──────── Document excerpt

AutoCut: End-to-end advertisement video editing based on multimodal discretization and controllable generation

Abstract

Short-form videos have become a primary medium for digital advertising, requiring scalable and efficient content creation. However, current workflows and AI tools remain disjoint and modality-specific, leading to high production costs and low overall efficiency. To address this issue, we propose AutoCut, an end-to-end advertisement video editing framework based on multimodal discretization and controllable editing. AutoCut employs dedicated encoders to extract video and audio features, then applies residual vector quantization to discretize them into unified tokens aligned with textual representations, constructing a shared video-audio-text token space. Built upon a foundation model, we further develop a multimodal large language model for video editing through combined multimodal alignment and supervised fine-tuning, supporting tasks covering video selection and ordering, script generation, and background music selection within a unified editing framework. Finally, a complete production pipeline converts the predicted token sequences into deployable long video outputs. Experiments on real-world advertisement datasets show that AutoCut reduces production cost and iteration time while substantially improving consistency and controllability, paving the way for scalable video creation.

Figures (7)

• Figure 1: Overview of the AutoCut framework. Low–fps frames are tokenized for efficient multimodal reasoning, while high–fps frames are kept for accurate visual matching and clip retrieval. Given optional inputs, AutoCut predicts video, text, and audio tokens, which are decoded or retrieved to compose the final advertisement video.

────────────────
──────── Data shown

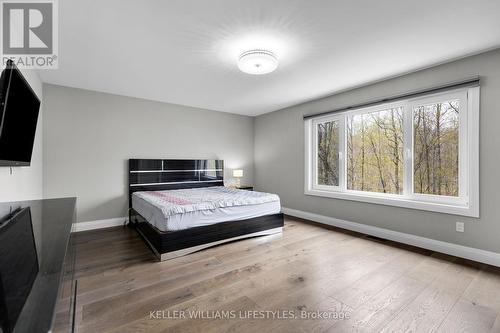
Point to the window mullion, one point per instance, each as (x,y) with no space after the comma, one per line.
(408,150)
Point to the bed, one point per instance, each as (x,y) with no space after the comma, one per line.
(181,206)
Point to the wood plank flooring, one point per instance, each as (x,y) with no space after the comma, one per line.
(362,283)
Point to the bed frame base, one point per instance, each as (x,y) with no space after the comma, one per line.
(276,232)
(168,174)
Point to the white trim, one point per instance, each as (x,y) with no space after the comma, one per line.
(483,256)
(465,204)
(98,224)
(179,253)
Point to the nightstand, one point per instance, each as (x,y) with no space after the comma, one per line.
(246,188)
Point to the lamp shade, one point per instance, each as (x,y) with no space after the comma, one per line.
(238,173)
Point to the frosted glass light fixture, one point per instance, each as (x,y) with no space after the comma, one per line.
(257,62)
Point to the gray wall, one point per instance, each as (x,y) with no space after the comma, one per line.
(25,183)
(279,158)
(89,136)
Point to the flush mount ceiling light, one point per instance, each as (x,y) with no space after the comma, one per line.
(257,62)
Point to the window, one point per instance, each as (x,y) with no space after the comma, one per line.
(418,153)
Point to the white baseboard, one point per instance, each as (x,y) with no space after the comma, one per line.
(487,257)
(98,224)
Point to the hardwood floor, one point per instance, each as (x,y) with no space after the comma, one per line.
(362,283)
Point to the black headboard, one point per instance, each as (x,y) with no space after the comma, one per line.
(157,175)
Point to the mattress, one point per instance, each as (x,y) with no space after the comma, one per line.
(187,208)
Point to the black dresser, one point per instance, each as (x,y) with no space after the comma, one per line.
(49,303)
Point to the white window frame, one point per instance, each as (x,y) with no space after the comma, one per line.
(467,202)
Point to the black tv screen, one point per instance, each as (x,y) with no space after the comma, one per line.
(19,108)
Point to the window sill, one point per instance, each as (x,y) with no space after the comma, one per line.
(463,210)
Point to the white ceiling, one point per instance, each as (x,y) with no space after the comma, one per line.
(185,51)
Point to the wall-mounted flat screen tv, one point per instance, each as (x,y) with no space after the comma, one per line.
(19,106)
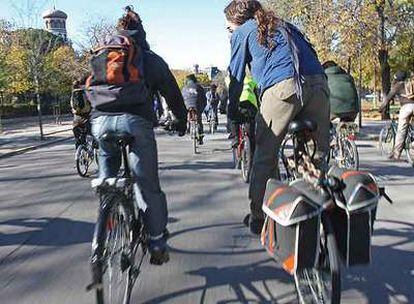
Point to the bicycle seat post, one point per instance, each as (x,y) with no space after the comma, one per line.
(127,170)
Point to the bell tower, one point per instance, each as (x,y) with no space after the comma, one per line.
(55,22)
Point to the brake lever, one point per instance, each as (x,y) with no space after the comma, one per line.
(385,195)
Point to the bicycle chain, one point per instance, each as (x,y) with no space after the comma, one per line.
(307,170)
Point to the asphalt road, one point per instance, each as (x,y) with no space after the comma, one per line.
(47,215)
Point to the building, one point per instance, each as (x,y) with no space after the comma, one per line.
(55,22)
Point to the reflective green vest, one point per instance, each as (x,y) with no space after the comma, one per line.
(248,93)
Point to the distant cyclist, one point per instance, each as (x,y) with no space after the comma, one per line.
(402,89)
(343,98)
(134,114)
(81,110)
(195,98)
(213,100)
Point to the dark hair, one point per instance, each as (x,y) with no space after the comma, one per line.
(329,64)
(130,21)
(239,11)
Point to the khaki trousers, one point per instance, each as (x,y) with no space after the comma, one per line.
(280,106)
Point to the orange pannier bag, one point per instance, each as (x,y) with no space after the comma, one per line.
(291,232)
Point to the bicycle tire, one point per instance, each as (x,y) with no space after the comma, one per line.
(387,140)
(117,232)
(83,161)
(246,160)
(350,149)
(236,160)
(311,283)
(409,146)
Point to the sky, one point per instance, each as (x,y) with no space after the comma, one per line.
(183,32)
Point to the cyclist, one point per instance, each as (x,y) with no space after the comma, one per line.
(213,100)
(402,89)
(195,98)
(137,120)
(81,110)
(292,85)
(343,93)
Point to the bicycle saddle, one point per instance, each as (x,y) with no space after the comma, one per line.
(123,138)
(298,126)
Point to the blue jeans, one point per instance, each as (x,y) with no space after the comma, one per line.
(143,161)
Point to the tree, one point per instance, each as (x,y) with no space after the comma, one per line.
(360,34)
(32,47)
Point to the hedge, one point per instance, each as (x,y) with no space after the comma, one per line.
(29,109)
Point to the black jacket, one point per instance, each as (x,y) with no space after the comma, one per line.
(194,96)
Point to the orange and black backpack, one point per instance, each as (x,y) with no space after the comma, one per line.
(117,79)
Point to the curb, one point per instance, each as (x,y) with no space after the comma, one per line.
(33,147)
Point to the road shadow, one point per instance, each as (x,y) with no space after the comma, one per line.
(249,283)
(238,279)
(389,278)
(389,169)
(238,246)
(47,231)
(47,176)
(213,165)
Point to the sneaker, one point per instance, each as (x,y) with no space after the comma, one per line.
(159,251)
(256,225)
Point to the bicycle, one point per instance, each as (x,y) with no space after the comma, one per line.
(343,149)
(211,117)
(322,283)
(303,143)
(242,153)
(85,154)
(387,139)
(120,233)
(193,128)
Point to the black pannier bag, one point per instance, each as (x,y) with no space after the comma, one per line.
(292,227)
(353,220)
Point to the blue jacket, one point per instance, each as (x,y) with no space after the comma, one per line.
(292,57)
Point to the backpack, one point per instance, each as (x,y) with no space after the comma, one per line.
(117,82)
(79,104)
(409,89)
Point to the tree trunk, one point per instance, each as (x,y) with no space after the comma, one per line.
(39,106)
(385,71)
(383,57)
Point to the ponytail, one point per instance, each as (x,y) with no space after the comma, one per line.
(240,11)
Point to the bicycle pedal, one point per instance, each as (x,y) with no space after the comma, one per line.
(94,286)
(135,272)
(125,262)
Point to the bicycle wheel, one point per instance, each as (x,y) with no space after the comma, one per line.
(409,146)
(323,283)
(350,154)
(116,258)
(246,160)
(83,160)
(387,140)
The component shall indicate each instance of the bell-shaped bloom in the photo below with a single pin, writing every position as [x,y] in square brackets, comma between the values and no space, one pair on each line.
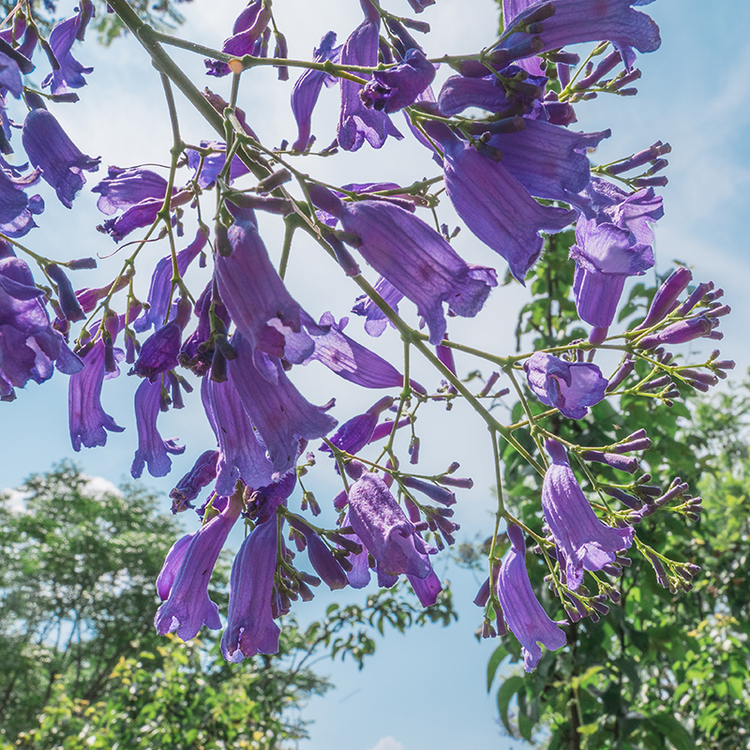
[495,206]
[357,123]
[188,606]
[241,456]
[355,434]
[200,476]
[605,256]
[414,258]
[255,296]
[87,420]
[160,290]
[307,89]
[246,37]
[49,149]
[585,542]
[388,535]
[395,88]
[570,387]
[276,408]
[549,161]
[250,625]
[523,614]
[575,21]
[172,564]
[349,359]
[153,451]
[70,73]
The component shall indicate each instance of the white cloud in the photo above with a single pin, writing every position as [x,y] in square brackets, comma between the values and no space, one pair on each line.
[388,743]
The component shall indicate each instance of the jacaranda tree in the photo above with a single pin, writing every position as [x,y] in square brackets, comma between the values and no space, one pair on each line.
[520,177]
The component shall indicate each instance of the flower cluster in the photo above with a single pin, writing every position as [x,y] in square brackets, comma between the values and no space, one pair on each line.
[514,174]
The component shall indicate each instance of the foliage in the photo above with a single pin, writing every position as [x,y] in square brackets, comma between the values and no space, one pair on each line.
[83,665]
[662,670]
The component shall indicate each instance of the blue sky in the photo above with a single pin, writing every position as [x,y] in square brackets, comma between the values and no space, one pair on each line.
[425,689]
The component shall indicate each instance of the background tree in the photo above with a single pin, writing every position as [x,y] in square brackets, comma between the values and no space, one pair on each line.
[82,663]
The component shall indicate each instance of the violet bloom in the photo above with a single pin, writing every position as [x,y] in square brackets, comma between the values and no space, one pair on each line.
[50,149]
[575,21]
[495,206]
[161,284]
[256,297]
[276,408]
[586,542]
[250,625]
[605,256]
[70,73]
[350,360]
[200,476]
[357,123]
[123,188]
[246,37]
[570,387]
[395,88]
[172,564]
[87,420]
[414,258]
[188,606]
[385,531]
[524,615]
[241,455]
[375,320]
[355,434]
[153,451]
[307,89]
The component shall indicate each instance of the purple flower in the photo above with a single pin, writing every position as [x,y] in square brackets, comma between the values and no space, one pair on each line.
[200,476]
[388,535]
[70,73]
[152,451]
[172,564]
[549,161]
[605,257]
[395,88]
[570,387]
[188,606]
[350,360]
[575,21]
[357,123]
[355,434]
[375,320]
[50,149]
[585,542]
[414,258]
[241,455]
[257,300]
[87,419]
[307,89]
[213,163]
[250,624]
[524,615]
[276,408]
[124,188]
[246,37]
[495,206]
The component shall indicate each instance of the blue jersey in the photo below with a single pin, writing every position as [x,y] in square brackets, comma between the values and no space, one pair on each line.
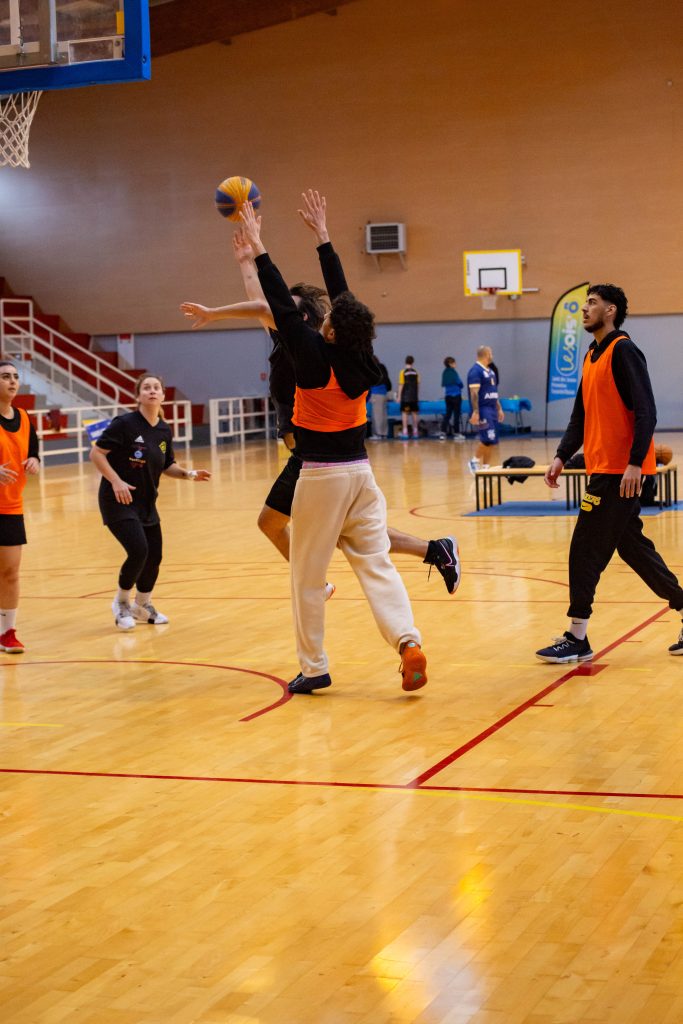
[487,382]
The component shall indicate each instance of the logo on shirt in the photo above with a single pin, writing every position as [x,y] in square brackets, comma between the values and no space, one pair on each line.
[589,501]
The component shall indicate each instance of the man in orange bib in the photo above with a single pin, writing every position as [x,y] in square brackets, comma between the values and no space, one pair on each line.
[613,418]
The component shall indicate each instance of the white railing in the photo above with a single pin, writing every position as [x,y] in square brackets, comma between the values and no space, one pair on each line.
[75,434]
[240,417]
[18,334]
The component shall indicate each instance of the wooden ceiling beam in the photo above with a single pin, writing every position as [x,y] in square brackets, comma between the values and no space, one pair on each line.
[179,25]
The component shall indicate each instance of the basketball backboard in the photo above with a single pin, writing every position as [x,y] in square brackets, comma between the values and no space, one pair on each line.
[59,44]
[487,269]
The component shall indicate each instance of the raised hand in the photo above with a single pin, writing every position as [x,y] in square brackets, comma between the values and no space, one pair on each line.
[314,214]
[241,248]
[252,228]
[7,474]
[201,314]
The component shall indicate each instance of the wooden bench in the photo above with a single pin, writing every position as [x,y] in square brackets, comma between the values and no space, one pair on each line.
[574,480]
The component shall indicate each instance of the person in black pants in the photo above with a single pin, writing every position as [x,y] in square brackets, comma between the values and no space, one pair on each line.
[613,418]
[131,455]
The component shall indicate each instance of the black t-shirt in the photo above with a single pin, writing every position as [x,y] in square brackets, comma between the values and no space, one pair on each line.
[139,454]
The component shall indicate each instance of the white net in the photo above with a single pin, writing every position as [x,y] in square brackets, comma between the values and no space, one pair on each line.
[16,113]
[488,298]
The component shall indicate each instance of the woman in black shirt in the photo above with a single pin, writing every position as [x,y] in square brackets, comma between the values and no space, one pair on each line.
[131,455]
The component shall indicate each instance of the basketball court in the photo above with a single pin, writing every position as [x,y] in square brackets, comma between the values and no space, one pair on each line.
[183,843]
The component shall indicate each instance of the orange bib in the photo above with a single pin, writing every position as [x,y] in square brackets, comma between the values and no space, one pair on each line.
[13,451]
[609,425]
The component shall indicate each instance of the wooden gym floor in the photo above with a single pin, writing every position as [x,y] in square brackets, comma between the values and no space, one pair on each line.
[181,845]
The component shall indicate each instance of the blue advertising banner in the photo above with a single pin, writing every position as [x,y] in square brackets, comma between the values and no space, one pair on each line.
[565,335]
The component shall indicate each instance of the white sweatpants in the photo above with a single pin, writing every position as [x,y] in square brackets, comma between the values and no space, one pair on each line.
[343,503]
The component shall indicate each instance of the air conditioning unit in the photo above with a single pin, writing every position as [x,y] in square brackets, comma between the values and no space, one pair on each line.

────────────────

Your tasks:
1) Render the sentence "Short-form videos have become a primary medium for digital advertising, requiring scalable and efficient content creation." from the AutoCut abstract page into Spanish.
2) Go on with the AutoCut abstract page, beginning immediately after its final sentence.

Results in order:
1) Los videos de formato corto se han convertido en un medio principal para la publicidad digital, lo que exige una creación de contenido escalable y eficiente.

2)
• Figure 2: Overview of the proposed AutoCut framework. Multimodal tokenization converts scripts, frames, and audio into unified discrete tokens, which are organized into an alignment input sequence. Stage 1 performs multimodal alignment on large-scale data to align the added token embeddings with the LLM backbone. Stage 2 applies task-specific SFT for video selection, video sorting, script generation, and BGM selection.
• Figure 3: Dataset statistics for the multimodal alignment (top) and SFT (bottom) stages. The alignment dataset is substantially larger but exhibits more diverse and irregular distributions, while the SFT dataset is smaller yet more balanced and of higher annotation quality.
• Figure 4: User study results: win–loss ratios against GPT-4o across five evaluation dimensions.
• Figure 5: Qualitative case studies of our automatic ad video editing pipeline. For each case (top: wireless earbuds, bottom: children’s face cream), we show the provided product information, selected video clips, and the aligned script sentences. Each frame strip visualizes the model’s clip selection and ordering, together with the corresponding sentence and clip-level timestamps, illustrating how the system produces a coherent, time-aligned ad from raw footage and product metadata.